▸ **What to do**
Within the listing, each line that has the string "beach" should be copied.

BEGIN

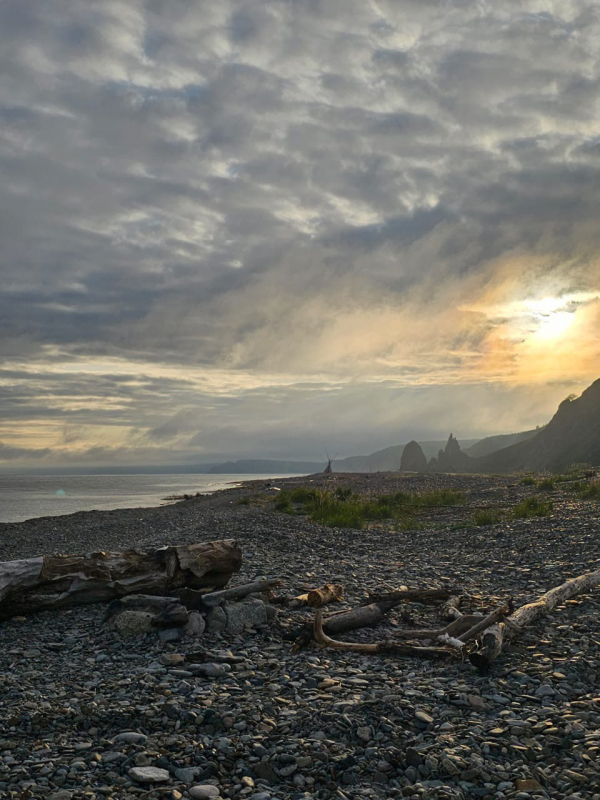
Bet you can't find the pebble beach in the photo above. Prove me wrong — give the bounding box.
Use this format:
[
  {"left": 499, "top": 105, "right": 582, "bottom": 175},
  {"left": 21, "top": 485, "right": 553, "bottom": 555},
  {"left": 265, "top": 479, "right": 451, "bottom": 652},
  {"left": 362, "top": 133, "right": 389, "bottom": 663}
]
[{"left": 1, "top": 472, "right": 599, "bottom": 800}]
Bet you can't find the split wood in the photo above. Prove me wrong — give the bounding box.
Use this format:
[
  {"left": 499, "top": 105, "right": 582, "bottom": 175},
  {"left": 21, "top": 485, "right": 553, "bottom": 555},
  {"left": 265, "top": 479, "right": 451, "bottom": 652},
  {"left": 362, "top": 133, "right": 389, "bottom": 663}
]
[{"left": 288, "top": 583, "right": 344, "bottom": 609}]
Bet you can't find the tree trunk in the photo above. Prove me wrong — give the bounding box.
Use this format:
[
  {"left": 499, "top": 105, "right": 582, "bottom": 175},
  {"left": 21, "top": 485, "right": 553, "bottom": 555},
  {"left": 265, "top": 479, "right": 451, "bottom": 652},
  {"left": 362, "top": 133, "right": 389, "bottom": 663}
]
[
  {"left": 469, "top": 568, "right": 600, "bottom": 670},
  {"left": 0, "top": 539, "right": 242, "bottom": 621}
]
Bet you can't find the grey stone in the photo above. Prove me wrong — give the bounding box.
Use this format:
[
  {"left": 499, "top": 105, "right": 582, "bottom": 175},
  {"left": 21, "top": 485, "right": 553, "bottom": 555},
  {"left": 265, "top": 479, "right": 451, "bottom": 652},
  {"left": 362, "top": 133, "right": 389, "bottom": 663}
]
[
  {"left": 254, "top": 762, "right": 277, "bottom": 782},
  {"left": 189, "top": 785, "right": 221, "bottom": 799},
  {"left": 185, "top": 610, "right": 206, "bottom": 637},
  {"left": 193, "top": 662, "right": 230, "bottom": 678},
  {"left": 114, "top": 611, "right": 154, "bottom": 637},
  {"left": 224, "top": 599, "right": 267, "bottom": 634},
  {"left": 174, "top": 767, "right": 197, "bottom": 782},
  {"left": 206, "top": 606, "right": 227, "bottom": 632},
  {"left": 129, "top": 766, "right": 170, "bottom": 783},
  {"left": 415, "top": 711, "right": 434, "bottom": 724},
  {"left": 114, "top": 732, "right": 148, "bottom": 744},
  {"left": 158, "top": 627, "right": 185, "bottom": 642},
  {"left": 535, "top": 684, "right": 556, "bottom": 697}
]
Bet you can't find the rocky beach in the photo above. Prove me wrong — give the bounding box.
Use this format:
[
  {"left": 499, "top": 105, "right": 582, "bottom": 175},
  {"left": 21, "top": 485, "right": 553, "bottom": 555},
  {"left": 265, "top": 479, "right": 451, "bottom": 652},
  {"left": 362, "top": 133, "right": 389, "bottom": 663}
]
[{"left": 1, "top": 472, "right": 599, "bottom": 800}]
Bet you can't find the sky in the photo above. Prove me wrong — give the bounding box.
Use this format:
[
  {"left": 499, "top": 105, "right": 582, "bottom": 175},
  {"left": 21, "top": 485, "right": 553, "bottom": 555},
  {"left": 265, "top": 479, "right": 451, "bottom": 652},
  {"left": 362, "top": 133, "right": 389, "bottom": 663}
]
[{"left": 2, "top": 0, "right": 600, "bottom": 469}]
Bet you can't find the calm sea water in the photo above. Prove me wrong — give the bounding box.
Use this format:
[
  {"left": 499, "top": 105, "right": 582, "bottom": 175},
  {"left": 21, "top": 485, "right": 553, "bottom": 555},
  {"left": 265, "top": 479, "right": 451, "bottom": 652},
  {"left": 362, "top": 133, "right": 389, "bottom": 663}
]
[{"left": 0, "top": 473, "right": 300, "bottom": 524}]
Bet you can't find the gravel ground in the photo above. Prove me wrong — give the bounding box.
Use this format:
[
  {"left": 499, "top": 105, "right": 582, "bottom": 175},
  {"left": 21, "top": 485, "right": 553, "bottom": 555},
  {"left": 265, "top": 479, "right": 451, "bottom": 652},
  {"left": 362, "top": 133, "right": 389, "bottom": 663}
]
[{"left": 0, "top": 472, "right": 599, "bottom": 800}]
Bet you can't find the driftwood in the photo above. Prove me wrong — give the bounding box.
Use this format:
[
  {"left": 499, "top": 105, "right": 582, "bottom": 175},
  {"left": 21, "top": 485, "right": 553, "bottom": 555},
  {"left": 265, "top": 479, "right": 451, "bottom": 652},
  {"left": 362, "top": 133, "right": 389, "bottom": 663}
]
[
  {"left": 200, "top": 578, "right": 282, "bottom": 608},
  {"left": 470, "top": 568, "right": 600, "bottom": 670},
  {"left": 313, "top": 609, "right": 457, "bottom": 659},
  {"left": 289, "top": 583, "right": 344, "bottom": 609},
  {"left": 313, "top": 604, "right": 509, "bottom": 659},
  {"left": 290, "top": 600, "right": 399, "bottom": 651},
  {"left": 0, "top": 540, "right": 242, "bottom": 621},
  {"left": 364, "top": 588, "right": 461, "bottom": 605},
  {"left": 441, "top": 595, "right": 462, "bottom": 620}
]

END
BEGIN

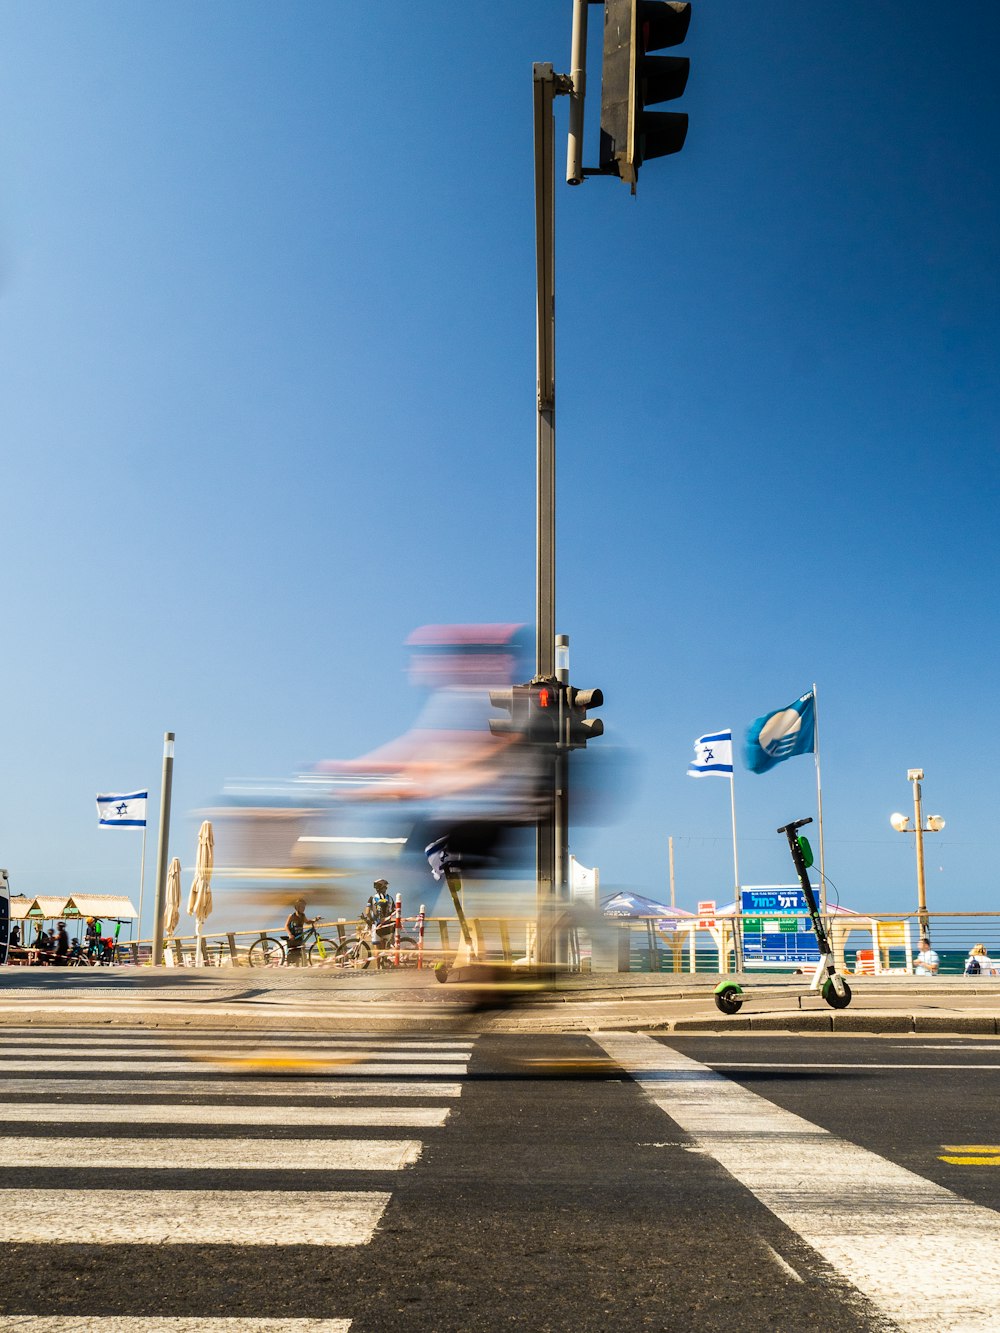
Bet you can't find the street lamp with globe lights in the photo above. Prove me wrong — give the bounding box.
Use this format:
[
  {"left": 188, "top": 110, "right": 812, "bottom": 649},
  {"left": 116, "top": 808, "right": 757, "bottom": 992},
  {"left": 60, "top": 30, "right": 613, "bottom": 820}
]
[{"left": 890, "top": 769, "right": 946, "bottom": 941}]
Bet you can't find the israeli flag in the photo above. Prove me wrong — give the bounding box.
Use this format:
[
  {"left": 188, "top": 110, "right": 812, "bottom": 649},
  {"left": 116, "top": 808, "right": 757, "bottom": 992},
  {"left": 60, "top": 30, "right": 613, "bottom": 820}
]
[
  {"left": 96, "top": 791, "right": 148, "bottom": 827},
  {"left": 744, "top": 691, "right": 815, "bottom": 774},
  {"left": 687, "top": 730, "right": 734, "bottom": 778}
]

END

▸ **Completed exercise**
Bet you can't find the pebble beach in the photo above. Prove me wrong — give the bounding box.
Bet you can't find the rocky beach in the photo above. Prove me wrong — give the bounding box.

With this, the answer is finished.